● What is needed
Copy the listing below word for word, keeping every line intact.

(Dataset records)
'''

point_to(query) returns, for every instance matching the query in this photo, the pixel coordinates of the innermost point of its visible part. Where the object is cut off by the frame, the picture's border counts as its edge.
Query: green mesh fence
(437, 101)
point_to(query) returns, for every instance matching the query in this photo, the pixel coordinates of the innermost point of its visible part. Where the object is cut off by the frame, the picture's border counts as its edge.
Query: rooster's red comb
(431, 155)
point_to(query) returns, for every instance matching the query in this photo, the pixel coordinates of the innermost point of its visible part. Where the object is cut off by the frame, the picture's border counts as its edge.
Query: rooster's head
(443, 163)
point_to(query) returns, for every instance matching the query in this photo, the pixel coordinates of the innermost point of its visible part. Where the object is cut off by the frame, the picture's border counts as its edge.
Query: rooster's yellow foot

'''

● Task answer
point_to(query) returns, for every instance matching the query in this photo, the pixel coordinates of the innermost point of its visible part. Where the object is cut off by the frame, the picture's border counts as its edge.
Query: green mesh fence
(437, 101)
point_to(query) returns, for every instance matching the query in this photo, the pixel coordinates of the innermost point of its visible part. Where the object is cut off by the frame, the picture's border counts as its edge.
Query: rooster's red comb
(431, 155)
point_to(query) returns, for every instance matching the query in this photo, the pixel coordinates of the innermost point of its visible part. Where the object is cut off by the frame, the picture's border counts as its edge.
Query: rooster's head
(443, 163)
point_to(query) returns, for every instance matching the query in this photo, the pixel coordinates of the innermost point of its visible part. Where the object is cut off by the frame, the picture's border counts as its edge.
Query: rooster's yellow foot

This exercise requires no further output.